→ **Do this**
Reproduce every one of the entries below word for word, without changing anything.

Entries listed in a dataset
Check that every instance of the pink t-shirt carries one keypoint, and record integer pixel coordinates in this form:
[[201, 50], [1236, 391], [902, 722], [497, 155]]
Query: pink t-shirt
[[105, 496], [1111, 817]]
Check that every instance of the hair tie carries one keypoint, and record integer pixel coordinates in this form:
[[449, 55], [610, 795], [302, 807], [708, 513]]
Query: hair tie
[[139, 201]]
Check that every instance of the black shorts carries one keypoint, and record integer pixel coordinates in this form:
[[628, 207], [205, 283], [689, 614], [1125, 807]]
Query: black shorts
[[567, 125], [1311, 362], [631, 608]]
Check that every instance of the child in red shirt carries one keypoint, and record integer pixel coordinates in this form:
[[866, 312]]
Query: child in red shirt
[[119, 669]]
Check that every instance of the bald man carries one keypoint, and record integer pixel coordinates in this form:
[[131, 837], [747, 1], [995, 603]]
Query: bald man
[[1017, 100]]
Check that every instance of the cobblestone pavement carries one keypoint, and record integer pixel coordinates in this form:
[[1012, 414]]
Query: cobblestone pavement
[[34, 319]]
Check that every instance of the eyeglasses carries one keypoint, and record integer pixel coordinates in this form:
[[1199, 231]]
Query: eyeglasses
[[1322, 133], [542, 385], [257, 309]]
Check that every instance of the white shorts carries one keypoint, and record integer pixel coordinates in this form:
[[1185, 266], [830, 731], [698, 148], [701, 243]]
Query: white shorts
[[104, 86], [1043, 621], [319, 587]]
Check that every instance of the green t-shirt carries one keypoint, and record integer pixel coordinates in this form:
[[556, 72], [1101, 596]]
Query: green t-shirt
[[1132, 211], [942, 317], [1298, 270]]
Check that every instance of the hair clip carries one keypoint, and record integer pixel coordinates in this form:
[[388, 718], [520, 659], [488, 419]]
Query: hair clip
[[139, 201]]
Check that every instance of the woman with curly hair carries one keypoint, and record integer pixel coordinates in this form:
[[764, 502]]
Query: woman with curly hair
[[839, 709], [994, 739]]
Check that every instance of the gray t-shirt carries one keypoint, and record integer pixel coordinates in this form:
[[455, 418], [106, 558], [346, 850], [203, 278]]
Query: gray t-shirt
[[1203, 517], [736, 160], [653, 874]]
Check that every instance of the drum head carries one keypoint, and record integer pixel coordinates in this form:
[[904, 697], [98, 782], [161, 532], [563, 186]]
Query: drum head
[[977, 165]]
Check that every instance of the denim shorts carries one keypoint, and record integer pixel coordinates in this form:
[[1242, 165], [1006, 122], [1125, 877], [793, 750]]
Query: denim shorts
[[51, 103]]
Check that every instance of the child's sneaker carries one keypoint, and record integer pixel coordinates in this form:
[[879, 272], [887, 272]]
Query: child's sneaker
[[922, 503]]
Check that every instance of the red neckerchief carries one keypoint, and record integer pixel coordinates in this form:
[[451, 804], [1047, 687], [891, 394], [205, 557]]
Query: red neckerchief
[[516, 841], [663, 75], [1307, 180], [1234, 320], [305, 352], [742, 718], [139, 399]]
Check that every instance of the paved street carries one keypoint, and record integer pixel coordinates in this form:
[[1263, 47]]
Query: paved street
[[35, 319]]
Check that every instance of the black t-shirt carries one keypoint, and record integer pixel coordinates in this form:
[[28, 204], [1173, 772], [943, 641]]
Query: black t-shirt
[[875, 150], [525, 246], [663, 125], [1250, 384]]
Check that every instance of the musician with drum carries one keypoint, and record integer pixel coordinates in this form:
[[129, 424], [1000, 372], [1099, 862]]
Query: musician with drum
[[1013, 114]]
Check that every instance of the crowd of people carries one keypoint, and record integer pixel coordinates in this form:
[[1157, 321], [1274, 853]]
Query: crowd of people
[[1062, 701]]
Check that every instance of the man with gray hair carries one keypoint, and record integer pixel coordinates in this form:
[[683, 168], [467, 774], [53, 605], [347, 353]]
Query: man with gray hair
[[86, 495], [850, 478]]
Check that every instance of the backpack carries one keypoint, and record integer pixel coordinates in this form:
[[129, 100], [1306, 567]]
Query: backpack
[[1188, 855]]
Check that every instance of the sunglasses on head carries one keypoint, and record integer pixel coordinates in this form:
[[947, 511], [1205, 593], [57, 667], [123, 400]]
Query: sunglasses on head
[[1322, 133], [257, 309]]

→ **Final answer**
Check that every instance of the pink t-shirt carries one keypoint, and record integer pixel coordinates in this form:
[[201, 50], [1236, 391], [902, 722], [497, 155]]
Query: pink t-shirt
[[105, 496], [1111, 817]]
Check that every instance of the hair tie carries one keypoint, and record integer pixel coordinates in this form:
[[449, 55], [610, 795], [302, 807], [708, 513]]
Query: hair tie
[[139, 201]]
Check that every instance of the black shorts carries one keypoint, and record integer pixel coordinates in this form:
[[628, 207], [205, 283], [689, 614], [1125, 807]]
Query: black shorts
[[567, 125], [1311, 362], [631, 608]]
Check that every instance of the child in red shirt carries one keypoint, and record integer pixel coordinates in this form:
[[866, 312]]
Query: child in red shirt
[[119, 669]]
Check that every instance of the bald man carries one keypoint, and record integer pixel coordinates in this form:
[[131, 837], [747, 1], [995, 603]]
Query: bald man
[[1017, 100]]
Check that every instance of the cobblestone pavement carries one keypoint, and record integer pixel coordinates in this form:
[[1012, 414]]
Query: cobblestone pavement
[[34, 319]]
Check that every instance of the eyeglasses carries one keypoint, and record integer pixel coordinates in this form:
[[1199, 231]]
Query: eyeglasses
[[1322, 133], [542, 385], [257, 309]]
Check that every instance of the white shorts carries one keypoint, and record integer pixel coordinates in this form:
[[1185, 266], [830, 731], [698, 148], [701, 243]]
Query: white shorts
[[104, 86], [1043, 621], [319, 587]]
Check that every instance of the green t-shirt carries one keypoint, and record integer pixel coordinates in this form:
[[556, 72], [1101, 596]]
Query: green t-shirt
[[1132, 211], [942, 317], [1298, 270]]
Check that every instance of the hair clip carries one keypoint, and record integer pixel coordinates in this form:
[[388, 718], [520, 659], [488, 419]]
Query: hair clip
[[139, 201]]
Check that every instance of the woman with curly hair carries one keypoint, and record integer pixel coordinates in this form:
[[764, 502]]
Query: woman with curly hair
[[839, 709], [994, 739]]
Check that every instance of the gray t-shirt carries one keypoint, and record integer pixel coordinates in this form:
[[455, 418], [106, 558], [346, 850], [203, 278]]
Query: gray t-shirt
[[1203, 517], [736, 160], [653, 874]]
Check that every instance of the drum head carries one keypoint, and record integer pixel coordinates in this form:
[[904, 697], [98, 782], [161, 532], [563, 186]]
Query: drum head
[[977, 165]]
Check that every instance of the denim shorts carries one keypoint, and record integer pixel coordinates in this form:
[[1242, 165], [1006, 122], [1125, 877], [793, 750]]
Query: denim shorts
[[51, 103]]
Check that every instance of the child's sneaker carries one keypoint, and record integer pixel coordinates in this form:
[[879, 272], [887, 272]]
Query: child's sneaker
[[922, 503]]
Check that every instance of the red neckerchief carries one keypoint, and record integer pixel coordinates in this form:
[[451, 804], [1047, 687], [891, 394], [205, 557]]
Query: red neckerchief
[[516, 841], [663, 75], [1307, 180], [1234, 320], [305, 352], [742, 718], [139, 399]]
Check that every instance of the paved street carries one keypoint, and record integer pixel coordinates in this form:
[[1263, 47]]
Query: paved street
[[35, 319]]
Check that every instance of the black t-shirt carries one keypoint, and record integer pixel coordinates in this form:
[[28, 204], [1173, 772], [943, 641]]
Query: black t-shirt
[[875, 150], [525, 246], [663, 125], [1250, 384]]
Check that every instance of the musician with drum carries one keypoint, and record integer pixel coordinates in this form:
[[129, 424], [1000, 372], [1099, 862]]
Query: musician with drum
[[1013, 114]]
Check that every instance of the crowd of people carries one keypoint, and record integer pixel coordinates in this form:
[[1157, 321], [1274, 853]]
Query: crowd of people
[[1062, 701]]
Check that every instance of the man with gray hair carries one keypoint, and record integer pixel coordinates in this form:
[[683, 168], [467, 774], [53, 605], [347, 353]]
Query: man with gray hair
[[86, 495], [850, 478]]
Check that every instance of the backpack carries one keypoint, and record integer pixel coordinates in this form:
[[129, 100], [1306, 567]]
Query: backpack
[[1188, 855]]
Check that every instance of the sunglasses on head carries one keypoint, and record integer pixel coordinates in this form:
[[947, 511], [1205, 593], [57, 667], [123, 400]]
Query: sunglasses on head
[[1322, 133], [257, 309]]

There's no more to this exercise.